# Written exercise
From the rows below, pull out every line that contains the word "range".
[start of Material provided]
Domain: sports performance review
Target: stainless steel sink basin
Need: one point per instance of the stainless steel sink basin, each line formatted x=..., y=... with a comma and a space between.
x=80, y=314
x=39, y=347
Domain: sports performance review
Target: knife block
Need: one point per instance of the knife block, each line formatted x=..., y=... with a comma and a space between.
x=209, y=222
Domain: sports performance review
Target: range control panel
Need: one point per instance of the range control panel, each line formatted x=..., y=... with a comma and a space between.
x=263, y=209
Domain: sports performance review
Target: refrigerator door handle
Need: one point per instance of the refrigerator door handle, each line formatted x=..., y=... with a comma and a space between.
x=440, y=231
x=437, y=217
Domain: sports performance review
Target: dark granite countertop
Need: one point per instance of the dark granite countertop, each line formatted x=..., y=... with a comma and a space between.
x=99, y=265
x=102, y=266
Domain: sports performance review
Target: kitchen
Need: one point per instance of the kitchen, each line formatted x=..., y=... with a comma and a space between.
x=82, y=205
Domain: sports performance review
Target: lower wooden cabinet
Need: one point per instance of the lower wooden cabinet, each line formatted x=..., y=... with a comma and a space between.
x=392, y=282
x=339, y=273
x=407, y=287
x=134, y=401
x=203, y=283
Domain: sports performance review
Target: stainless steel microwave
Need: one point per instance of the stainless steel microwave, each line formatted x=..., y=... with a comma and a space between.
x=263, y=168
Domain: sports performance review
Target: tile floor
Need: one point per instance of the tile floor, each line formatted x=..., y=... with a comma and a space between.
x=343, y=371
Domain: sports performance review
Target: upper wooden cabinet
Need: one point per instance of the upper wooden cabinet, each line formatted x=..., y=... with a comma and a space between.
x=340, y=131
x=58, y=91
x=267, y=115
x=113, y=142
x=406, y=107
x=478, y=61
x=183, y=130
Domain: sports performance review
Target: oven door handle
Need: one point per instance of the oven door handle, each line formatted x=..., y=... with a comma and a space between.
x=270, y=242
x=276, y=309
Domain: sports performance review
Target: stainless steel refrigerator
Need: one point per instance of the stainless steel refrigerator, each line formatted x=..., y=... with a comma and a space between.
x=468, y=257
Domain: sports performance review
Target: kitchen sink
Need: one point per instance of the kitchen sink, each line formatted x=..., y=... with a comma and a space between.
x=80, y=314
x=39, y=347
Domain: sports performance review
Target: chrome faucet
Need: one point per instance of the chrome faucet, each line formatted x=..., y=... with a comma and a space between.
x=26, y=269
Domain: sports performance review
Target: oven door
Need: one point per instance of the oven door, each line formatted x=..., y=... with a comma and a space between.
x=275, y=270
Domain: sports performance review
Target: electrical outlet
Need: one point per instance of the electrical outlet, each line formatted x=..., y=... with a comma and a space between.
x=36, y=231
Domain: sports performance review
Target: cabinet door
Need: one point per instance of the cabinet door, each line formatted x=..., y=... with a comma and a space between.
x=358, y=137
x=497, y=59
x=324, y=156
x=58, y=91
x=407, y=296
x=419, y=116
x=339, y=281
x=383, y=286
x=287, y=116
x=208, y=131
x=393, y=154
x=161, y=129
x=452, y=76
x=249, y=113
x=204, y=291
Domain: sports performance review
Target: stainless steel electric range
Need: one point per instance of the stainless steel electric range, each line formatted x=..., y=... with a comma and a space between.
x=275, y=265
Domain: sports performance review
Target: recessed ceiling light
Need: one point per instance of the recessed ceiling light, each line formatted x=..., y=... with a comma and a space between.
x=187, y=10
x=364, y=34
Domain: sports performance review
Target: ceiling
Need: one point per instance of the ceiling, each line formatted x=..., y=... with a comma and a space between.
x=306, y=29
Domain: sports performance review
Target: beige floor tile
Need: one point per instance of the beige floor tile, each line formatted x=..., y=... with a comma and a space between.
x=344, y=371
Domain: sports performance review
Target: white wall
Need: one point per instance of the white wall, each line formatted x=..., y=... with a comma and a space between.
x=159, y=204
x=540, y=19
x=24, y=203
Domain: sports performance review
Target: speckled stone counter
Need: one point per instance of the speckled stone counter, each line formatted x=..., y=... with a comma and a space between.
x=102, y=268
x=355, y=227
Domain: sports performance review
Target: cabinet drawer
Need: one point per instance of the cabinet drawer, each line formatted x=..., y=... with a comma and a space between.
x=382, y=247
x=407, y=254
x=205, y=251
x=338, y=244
[end of Material provided]
# Result below
Target: range control panel
Need: one point per instance of the range control panel, each line formatted x=..., y=... with a comma and a space between.
Target: stainless steel electric range
Need: one point per instance of the stainless steel electric range, each line formatted x=..., y=... with a comma and a space between.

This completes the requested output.